▶ **PROVIDED PASSAGE**
+ + + +

What the budget should have been

By
Dr Sania Nishtar
A representational image. — Canva
A representational image. — Canva

The welfare component in the budget must be viewed in the context of the prevailing economic situation in the country, which has brought immense pain, not just for the poor but all of society, and has landed us on the verge of a sovereign default.

Within this context, the budget needed to reflect a fine balancing act. On one hand, people expect relief from the crippling 38% inflation, massive job lay-offs, and climate disasters, which have plunged over one hundred million people into poverty. 

On the other hand, there is a need for aggressive structural reform, with expenditure controls and austerity measures that are a prerequisite for securing bailout funding from the International Monetary Fund (IMF) and bilateral partners, without which we risk sovereign default.

In that regard, I genuinely believe it is possible to espouse a ‘double bottom line approach’ in the budget which can both dispense relief to the people, as well as serve as evidence of a commitment to reform and fiscal discipline.

How does the government’s current strategy in the budget differ from this approach? And what should the government have done instead?

First, the government has opted for expenditure expansion. At a time when we are at the cusp of bankruptcy, salaries and allowances for government servants have been increased by 30-35% and pensions have been raised by 17%. This is a complete departure from the need to transition towards performance-based remuneration systems.

+ + + +

▶ **TASKS**
a) In the budget commentary, by what percentage have pensions been raised?
b) Continue the budget commentary from its final sentence.

+ + + +

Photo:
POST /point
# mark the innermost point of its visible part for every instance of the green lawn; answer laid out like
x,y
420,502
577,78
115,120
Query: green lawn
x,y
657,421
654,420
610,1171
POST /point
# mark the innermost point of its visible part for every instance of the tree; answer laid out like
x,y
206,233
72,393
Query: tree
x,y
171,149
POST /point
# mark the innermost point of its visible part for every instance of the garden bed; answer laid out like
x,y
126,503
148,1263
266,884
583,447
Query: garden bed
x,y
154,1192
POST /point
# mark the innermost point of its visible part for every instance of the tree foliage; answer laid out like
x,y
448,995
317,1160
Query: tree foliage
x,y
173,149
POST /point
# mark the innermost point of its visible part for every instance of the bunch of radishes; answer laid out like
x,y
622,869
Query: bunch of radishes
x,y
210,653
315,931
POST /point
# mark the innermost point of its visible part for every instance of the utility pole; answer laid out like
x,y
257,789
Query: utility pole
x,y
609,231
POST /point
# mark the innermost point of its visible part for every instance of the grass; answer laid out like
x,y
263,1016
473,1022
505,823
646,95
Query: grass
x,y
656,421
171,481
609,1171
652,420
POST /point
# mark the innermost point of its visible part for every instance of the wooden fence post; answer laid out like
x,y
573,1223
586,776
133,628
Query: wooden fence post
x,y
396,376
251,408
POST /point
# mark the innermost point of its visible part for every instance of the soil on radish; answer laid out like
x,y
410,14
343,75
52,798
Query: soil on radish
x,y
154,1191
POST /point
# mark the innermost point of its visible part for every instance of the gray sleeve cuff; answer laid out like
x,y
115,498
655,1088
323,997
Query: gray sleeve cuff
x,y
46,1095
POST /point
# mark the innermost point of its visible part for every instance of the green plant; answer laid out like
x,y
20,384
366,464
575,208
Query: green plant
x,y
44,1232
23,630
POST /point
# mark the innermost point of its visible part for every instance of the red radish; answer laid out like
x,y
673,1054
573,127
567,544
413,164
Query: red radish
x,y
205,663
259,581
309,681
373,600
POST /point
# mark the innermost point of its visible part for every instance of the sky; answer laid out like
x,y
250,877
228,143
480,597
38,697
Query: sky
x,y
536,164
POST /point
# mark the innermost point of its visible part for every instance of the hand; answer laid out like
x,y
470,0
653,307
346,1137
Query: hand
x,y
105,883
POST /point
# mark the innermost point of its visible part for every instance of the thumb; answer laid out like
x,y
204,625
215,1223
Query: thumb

+ + + +

▶ **THE REPLIES**
a) By 17%.

b)
PSDP expenditures have been raised by 103%, Rs250 billion of which is for 378 new or unapproved schemes, reportedly on the request of coalition partners in view of the upcoming elections. There is a large Rs90 billion allocation for the ‘SDGs’ local development budget, which is widely recognised as a tool of political patronage for members of parliament, in a complete departure from the imperative to entrust these resources to elected local governments. 

In contrast to this unrestrained spending, the social welfare budget has seen a meagre increase of 12.6%.

Rather than adopting this approach, the government should have curtailed expenditures on government salaries. If the country is in economic distress, everyone should tighten their belts, government servants being no exception. Moreover, the budget for welfare should have at least been doubled, given the sharp decline in purchasing power for the people.

Where could the money for this have come from? The obvious answer to this is to widen the tax net and increase tax revenues to help fund welfare programmes. Advanced analytics to help identify tax evaders are accessible to the government to enable this. In fact, the government has made an admission in the budget strategy itself that they are aware of non-filers of tax who have bank accounts when they proposed a tax of 0.6% on cash withdrawals for such individuals.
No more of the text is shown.